— START —

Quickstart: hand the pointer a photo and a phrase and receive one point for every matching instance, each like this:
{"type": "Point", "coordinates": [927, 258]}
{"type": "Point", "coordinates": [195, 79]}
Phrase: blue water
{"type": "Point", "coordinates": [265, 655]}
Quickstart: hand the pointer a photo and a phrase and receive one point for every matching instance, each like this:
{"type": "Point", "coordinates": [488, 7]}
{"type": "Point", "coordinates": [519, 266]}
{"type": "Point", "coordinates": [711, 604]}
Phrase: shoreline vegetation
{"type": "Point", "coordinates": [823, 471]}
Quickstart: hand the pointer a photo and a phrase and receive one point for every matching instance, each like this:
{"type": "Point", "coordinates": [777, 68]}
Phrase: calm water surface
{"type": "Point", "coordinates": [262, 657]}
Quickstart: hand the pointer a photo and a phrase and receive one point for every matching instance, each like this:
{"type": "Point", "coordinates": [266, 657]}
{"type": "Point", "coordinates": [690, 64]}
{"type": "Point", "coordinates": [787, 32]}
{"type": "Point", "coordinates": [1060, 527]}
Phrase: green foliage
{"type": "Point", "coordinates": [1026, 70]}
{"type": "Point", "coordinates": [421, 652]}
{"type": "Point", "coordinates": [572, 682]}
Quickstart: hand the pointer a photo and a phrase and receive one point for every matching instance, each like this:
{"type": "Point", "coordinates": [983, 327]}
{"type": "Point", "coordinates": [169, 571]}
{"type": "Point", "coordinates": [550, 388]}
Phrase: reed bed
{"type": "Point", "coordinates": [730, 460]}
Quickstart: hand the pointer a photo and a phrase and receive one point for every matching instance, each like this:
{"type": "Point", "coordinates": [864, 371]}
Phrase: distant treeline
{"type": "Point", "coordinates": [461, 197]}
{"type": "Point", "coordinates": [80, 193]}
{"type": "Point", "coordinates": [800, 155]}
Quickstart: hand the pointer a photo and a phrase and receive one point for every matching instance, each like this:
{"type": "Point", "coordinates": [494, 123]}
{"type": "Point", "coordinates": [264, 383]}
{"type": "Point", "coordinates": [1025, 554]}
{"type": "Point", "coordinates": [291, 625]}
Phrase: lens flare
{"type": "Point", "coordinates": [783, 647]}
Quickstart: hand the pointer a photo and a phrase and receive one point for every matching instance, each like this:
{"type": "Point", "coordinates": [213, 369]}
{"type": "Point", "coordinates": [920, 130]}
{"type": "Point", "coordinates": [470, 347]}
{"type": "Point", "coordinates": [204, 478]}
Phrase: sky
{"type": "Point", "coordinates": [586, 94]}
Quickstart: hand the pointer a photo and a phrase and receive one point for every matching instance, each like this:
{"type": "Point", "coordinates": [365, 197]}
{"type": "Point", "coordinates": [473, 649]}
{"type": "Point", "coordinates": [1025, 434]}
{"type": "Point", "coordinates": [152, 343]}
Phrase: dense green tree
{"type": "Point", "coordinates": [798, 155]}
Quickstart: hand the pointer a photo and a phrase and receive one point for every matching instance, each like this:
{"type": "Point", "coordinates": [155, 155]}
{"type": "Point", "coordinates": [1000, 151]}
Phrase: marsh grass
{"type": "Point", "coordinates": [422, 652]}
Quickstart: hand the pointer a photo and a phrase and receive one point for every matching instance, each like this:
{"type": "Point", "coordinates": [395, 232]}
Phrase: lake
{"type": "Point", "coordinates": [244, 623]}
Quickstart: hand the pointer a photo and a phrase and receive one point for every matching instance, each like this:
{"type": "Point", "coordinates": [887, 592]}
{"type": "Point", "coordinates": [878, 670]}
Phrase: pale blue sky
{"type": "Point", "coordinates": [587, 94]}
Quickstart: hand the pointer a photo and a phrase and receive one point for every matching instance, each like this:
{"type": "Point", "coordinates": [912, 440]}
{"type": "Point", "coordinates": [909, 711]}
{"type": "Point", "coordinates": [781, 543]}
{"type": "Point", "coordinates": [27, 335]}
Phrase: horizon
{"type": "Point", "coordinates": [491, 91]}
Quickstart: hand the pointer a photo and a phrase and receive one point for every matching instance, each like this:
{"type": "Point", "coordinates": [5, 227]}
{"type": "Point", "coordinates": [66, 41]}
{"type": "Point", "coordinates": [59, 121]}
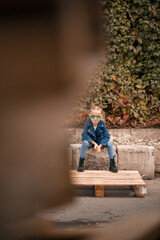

— END —

■ **WRITTEN TASK**: How many lines in the material above contain the string "green"? Case counts. Reply with the number alone.

■ **OUTPUT BELOW**: 2